DIRECTION – Reproduce the following data verbatim, leaving every line unchanged.

[Location annotation dataset excerpts]
---+---
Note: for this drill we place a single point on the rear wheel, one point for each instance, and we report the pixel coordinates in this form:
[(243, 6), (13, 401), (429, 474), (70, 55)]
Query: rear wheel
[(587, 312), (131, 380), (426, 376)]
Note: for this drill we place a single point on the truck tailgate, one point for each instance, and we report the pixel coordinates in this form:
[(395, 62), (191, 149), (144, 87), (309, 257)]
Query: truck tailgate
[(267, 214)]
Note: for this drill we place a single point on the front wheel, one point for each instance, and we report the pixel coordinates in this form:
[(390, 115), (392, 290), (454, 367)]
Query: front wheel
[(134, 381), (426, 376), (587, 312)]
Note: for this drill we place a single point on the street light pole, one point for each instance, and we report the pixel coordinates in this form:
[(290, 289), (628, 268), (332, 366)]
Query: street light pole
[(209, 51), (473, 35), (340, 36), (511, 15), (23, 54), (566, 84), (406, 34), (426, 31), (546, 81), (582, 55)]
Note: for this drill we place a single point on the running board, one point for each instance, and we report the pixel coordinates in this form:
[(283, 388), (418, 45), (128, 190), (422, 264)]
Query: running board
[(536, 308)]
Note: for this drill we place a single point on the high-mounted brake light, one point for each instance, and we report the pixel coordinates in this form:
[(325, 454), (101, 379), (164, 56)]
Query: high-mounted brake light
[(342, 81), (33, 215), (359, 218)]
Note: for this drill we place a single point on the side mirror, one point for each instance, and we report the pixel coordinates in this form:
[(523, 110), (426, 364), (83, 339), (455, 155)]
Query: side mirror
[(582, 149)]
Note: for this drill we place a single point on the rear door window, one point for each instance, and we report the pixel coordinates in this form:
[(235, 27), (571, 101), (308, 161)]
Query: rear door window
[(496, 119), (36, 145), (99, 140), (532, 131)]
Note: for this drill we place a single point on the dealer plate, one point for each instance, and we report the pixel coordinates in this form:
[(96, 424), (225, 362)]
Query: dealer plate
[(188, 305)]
---+---
FINISHED TASK –
Note: for this drill we place a single point on the rear wheel, one point for each instance, and we report the pixel coordinates in this form:
[(243, 6), (13, 401), (429, 474), (70, 55)]
Query: rear wheel
[(587, 312), (131, 380), (426, 376)]
Note: for this drill we place a single point on the truck tailgate, one point for each instance, and we report the pixel coordinates in this form:
[(395, 62), (191, 149), (144, 87), (309, 257)]
Query: truck tailgate
[(267, 214)]
Note: for this drill we place a single point on the front wheel, one point for each instance, and we report the pixel coordinates in this form:
[(390, 115), (392, 290), (454, 367)]
Query: front wheel
[(134, 381), (426, 376), (587, 312)]
Note: for this drill we place a single point on the street light pole, one point for each instance, and we report the pixel coordinates in this form:
[(290, 289), (628, 268), (332, 366)]
Query: street light pole
[(209, 51), (473, 35), (340, 36), (511, 15), (23, 54), (566, 84), (406, 34), (426, 31), (546, 81), (582, 55)]
Note: for this drill we place a single point on the running board, one point for each instance, and we report the pixel coordinates in this form:
[(283, 388), (418, 45), (128, 190), (422, 264)]
Query: running board
[(536, 308)]
Note: for this drill we place a single point on the high-mounted brake light, one point for each instance, and we report the pixel coordinates in this form:
[(325, 454), (101, 379), (164, 56)]
Query: high-mounted brake light
[(342, 81), (33, 215), (359, 218)]
Note: for this drill we place a single point on the side mirror, one point for each instance, and we report the pixel coordinates in this form:
[(523, 110), (426, 364), (83, 339), (455, 155)]
Query: side mirror
[(582, 149)]
Note: for this drill we place a single point on the rear door window, one point for each instance, and we report the pixel coordinates in this form:
[(235, 27), (571, 101), (308, 161)]
Query: rear door window
[(496, 119), (36, 145), (99, 140), (532, 131)]
Note: for this drill we place a single point on the dealer plate, one point for each instance, and we report the pixel coordinates in this form:
[(96, 424), (225, 362)]
Query: dealer plate
[(188, 305)]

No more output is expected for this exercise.